AUFGABE 1:
Schreib die Einträge neu, beginnend mit ihrem Anfang bis einschließlich der Zeile mit „<point>449,625</point>". Ersetze dabei „egret" durch „heron" und lass alles andere unverändert.

VORLIEGENDER TEXT:
Und jetzt erstmal herzlich willkommen hier.
Für deine erste Geschichte hast du dir ein beliebtes Einsteigerthema gesucht. Schon deshalb ahnte ich recht schnell, dass das Spiegelbild recht wenig mit der wohl magersüchtigen Realität zu tun hat. Als die Mutter dann den Joghurt brachte, war es klar.
Von Aufbau und Struktur her finde ich deine Geschichte trotzdem recht gelungen. Du setzt auf eine Schockpointe, die aufrütteln soll. Das ist bei solchem Thema natürlich Geschmacksache.
Bei der Kürze der Geschichte erwarte ich natürlich keine Auseinandersetzung, warum das Mädchen magersüchtig wurde oder über die gesellschaftlichen Bedingungen. In sofern ist die innere Handlung völlig ausreichend.
Einige Details:

An diesen Tagen redete sie noch weniger als sonst und ihre Familie bekam sie kaum zu Gesicht.

(Gespeicherte Datensatzeinträge)
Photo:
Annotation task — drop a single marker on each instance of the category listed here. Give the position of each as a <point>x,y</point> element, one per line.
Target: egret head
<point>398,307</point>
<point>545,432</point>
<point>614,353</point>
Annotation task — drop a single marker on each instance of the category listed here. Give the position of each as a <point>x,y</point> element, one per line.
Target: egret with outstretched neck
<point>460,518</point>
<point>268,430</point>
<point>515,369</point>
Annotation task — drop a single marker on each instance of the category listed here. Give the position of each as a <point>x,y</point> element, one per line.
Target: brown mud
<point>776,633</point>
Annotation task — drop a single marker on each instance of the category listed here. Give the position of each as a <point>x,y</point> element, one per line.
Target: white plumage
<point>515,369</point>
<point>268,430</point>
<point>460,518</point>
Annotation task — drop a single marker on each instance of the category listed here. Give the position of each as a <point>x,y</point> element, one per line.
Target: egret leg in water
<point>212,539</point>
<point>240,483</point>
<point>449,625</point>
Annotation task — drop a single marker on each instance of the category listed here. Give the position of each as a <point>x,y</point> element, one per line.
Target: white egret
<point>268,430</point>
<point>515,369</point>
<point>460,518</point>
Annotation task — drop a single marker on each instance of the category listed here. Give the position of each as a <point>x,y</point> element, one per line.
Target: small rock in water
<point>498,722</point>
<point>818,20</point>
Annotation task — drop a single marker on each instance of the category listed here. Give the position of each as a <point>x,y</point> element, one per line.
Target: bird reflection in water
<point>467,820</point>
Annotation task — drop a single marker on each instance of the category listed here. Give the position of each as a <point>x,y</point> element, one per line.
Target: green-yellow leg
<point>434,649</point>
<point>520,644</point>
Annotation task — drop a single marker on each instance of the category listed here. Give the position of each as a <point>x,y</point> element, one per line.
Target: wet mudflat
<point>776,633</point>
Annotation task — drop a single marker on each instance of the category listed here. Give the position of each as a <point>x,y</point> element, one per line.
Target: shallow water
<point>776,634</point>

AUFGABE 2:
Tippe aus dem vorliegenden Text Wort für Wort die Stelle ab, die mit „Bei der Kürze" beginnt und bis einschließlich „kaum zu Gesicht." reicht.

AUSGEARBEITETE LÖSUNG 1:
Photo:
Annotation task — drop a single marker on each instance of the category listed here. Give the position of each as a <point>x,y</point> element, one per line.
Target: heron head
<point>398,307</point>
<point>545,432</point>
<point>614,353</point>
Annotation task — drop a single marker on each instance of the category listed here. Give the position of each as a <point>x,y</point> element, one per line.
Target: heron with outstretched neck
<point>460,518</point>
<point>268,430</point>
<point>515,369</point>
Annotation task — drop a single marker on each instance of the category listed here. Give the position of each as a <point>x,y</point> element, one per line.
Target: brown mud
<point>776,633</point>
Annotation task — drop a single marker on each instance of the category listed here. Give the position of each as a <point>x,y</point> element, one per line.
Target: white plumage
<point>515,369</point>
<point>268,430</point>
<point>460,518</point>
Annotation task — drop a single marker on each instance of the category listed here. Give the position of each as a <point>x,y</point> element, one per line.
Target: heron leg in water
<point>212,539</point>
<point>240,483</point>
<point>449,625</point>

AUSGEARBEITETE LÖSUNG 2:
Bei der Kürze der Geschichte erwarte ich natürlich keine Auseinandersetzung, warum das Mädchen magersüchtig wurde oder über die gesellschaftlichen Bedingungen. In sofern ist die innere Handlung völlig ausreichend.
Einige Details:

An diesen Tagen redete sie noch weniger als sonst und ihre Familie bekam sie kaum zu Gesicht.